TASK:
Pictures stay out of the copy; set down each line of the listing below exactly.
Segment Start: INFORMATION
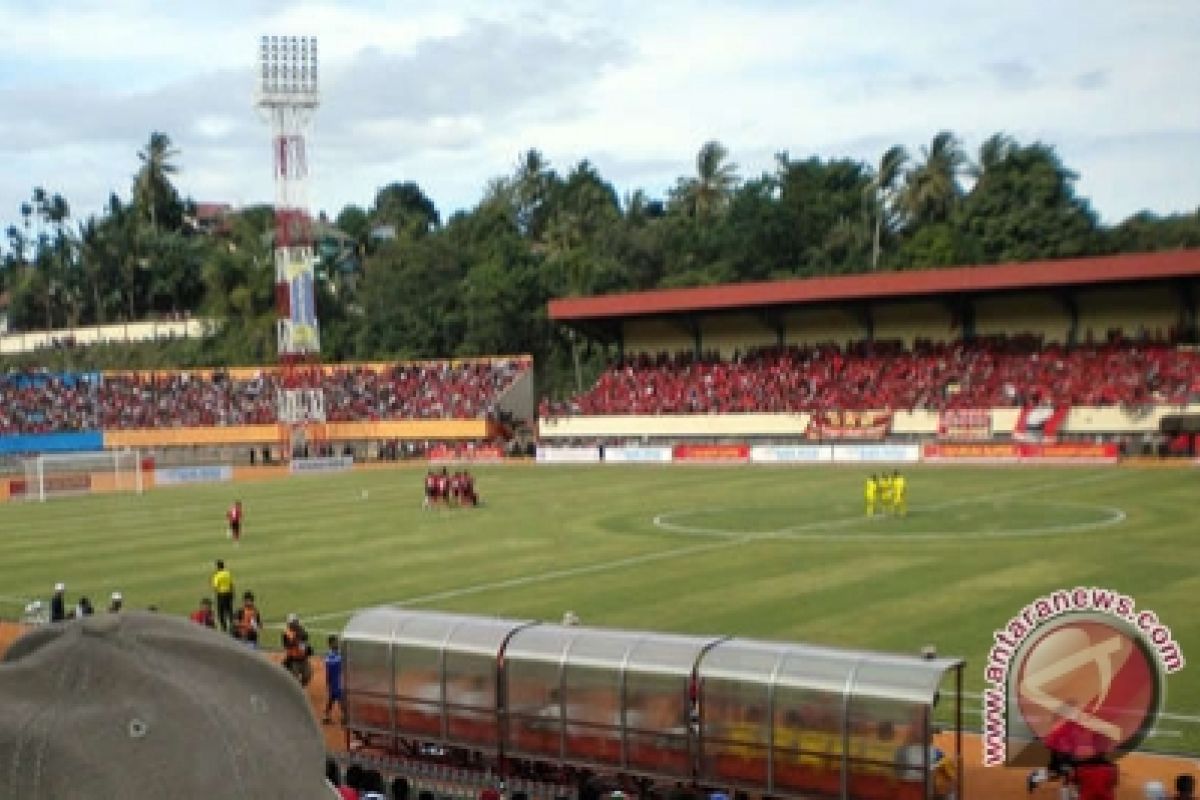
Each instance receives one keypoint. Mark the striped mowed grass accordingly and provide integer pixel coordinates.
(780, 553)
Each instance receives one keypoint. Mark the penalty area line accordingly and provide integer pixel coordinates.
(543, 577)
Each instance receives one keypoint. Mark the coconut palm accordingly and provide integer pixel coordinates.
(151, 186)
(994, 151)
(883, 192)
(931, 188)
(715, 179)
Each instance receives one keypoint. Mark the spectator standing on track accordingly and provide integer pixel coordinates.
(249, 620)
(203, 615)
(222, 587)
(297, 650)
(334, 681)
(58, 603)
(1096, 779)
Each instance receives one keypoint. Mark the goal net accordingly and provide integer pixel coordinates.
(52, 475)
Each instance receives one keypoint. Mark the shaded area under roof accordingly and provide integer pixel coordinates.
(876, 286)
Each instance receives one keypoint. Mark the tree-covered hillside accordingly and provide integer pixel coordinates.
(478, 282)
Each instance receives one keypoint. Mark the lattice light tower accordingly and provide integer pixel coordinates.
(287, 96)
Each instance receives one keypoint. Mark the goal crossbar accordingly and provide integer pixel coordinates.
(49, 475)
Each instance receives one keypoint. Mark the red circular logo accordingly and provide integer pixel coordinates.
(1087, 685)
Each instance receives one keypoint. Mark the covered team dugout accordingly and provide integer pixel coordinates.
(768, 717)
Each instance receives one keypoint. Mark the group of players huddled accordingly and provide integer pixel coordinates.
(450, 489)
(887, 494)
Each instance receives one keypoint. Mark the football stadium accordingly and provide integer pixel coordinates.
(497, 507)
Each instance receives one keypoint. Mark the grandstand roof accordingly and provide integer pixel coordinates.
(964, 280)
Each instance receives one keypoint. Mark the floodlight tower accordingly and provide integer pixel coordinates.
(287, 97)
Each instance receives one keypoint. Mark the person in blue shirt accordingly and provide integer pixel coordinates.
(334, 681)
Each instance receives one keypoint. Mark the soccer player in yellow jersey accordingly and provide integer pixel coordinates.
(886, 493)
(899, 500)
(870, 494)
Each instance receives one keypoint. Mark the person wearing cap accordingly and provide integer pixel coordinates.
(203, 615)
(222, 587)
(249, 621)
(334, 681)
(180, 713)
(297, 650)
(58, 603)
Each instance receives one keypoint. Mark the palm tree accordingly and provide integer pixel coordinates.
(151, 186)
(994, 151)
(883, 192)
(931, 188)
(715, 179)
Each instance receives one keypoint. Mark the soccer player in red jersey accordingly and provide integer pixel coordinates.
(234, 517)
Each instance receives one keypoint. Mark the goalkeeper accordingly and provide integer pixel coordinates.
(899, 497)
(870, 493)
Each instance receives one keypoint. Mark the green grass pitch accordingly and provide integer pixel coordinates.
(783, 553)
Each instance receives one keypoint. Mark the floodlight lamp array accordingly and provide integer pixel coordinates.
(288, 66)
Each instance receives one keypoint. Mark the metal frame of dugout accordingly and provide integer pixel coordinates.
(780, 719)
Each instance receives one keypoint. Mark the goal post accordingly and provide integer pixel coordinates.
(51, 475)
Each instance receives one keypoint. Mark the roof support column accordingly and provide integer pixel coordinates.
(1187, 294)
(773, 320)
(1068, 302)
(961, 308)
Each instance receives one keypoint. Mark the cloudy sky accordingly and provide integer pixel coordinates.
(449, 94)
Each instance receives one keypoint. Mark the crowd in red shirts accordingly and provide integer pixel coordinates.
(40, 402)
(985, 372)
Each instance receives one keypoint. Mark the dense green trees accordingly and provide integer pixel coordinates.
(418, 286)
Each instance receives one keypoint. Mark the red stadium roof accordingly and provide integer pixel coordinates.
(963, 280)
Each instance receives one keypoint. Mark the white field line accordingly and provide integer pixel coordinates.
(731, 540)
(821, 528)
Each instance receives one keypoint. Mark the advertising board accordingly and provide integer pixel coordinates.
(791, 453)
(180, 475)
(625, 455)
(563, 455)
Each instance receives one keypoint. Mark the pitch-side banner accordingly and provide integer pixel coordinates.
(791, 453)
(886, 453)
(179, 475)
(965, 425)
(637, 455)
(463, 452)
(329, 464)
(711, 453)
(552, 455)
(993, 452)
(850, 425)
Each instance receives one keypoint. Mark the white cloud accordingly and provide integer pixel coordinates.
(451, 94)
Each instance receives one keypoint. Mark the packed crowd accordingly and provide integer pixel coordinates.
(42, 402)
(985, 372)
Segment End: INFORMATION
EXERCISE RESPONSE:
Each instance receives one keypoint. Mark the striped mowed grass accordingly and provide integer pixel coordinates.
(780, 553)
Each instance receives one keypoint. Mark the penalty area line accordingly and provide integer pixel coordinates.
(543, 577)
Each instance receives one keypoint. Mark the coconut palm accordingly and provide integer pixel coordinates.
(151, 186)
(994, 151)
(883, 192)
(931, 188)
(715, 179)
Each instance receives one keypoint. Mark the spectator standing on track accordingly and provide integer pixel coordinates.
(249, 620)
(203, 615)
(222, 587)
(297, 650)
(334, 681)
(58, 603)
(1096, 779)
Each instance receives one keypoint. Mark the goal net accordingly and provide integer pixel coordinates.
(52, 475)
Each instance receives one keypoint. Mark the shaded area under roof accordingly and provide integer pixel coordinates.
(876, 286)
Each instance receives one keypoint. Mark the tree-covered hillside accordingly and provide integer pixel coordinates.
(478, 282)
Each instance receives one keypoint. Mark the lattice light tower accordingly and provide integer pixel coordinates.
(287, 96)
Each instance receives one keypoint. Mark the goal crossbar accordingly and provide integer pixel coordinates.
(49, 475)
Each instance receives one keypoint. Mark the red circular logo accordingly and provide integer pixel coordinates.
(1087, 685)
Each instance receives one keypoint. Mark the covered team dugout accordingly and provide integer pixel coordinates.
(768, 717)
Each instance receives one keypoint. Mark the group of players huddled accordingly and provide integer pixel coordinates.
(450, 489)
(887, 494)
Each instance receives one keypoint. Mark the football stadium accordingly and provide integer pixel coordinates.
(497, 507)
Each instance receives one keypoint. Mark the grandstand roof accordingly and provide integer pixel coordinates.
(964, 280)
Each instance receives one keypoint. Mark the floodlight tower accordingly and provide integer pixel coordinates.
(287, 97)
Each instance receives one keypoint. Mark the person in blue shirt accordingly and provide integer pixel coordinates.
(334, 681)
Each instance receives one keypoint. Mark the soccer player in yellow jersey accordingly and provide integer pixel coordinates.
(886, 493)
(899, 500)
(870, 494)
Each instance receives one keypoint. Mark the person wearing cap accordingly and provide integer pixel coordinates.
(203, 615)
(222, 587)
(249, 621)
(334, 681)
(180, 713)
(297, 650)
(58, 603)
Each instance receives one keypoint. Mark the palm tree accordingly and provide integer pixel coordinates.
(151, 186)
(994, 151)
(883, 192)
(931, 188)
(715, 179)
Each instance receives one keypoint. Mark the soccer player in red jersey accordingly and provide integer pixel coordinates.
(234, 517)
Each instance receives one keypoint. Mark the goalkeeper accordingly and provide integer pixel coordinates.
(899, 497)
(870, 493)
Each instance receives one keypoint. Mark the green grass pitch accordingly and provide integer pixel coordinates.
(783, 553)
Each instance receives one keypoint. Mark the floodlight lamp array accordingly and provide integer pixel coordinates.
(288, 66)
Each instance receives one keypoint. Mark the metal frame of dugout accordingly and provide integer pixel coordinates.
(780, 719)
Each instance receives one keypoint. Mark the goal post accordingly and provide integer pixel coordinates.
(51, 475)
Each instance receives one keypoint. Mark the roof support column accordingly and provide integer pixel coordinates.
(1187, 294)
(773, 320)
(1068, 302)
(961, 308)
Each instance receives one keypoint. Mark the cloudy sky accordingly and provide integer pixel coordinates.
(449, 94)
Each instance receives one keypoint. Mark the crowd in red shirts accordingly and provide integer pixel coordinates.
(40, 402)
(985, 372)
Each instance receives one keypoint. Mark the dense green trees accordingly and provide integer pixel coordinates.
(418, 286)
Each instance receives one keypoint. Mark the red stadium roof accordingly and provide integer pixel coordinates.
(963, 280)
Each instance receives one keypoint. Mark the white field line accordingly and provide integer pixel coordinates.
(731, 540)
(821, 528)
Each instance receives one keypoint. Mark the advertising board accordingly and provide integer pixel coordinates.
(791, 453)
(180, 475)
(625, 455)
(563, 455)
Each instance receives one keypoint. Mark the pitch-side banner accordingly and provide integer pixel coordinates.
(791, 453)
(886, 453)
(179, 475)
(965, 425)
(637, 455)
(463, 452)
(329, 464)
(711, 453)
(552, 455)
(993, 452)
(850, 425)
Each instance receives one keypoint. Mark the white cloud accordingly and provide integer pixel coordinates.
(451, 94)
Each instance receives one keypoint. Mark the packed crowd accordingly and provide integer pixel coordinates.
(42, 402)
(985, 372)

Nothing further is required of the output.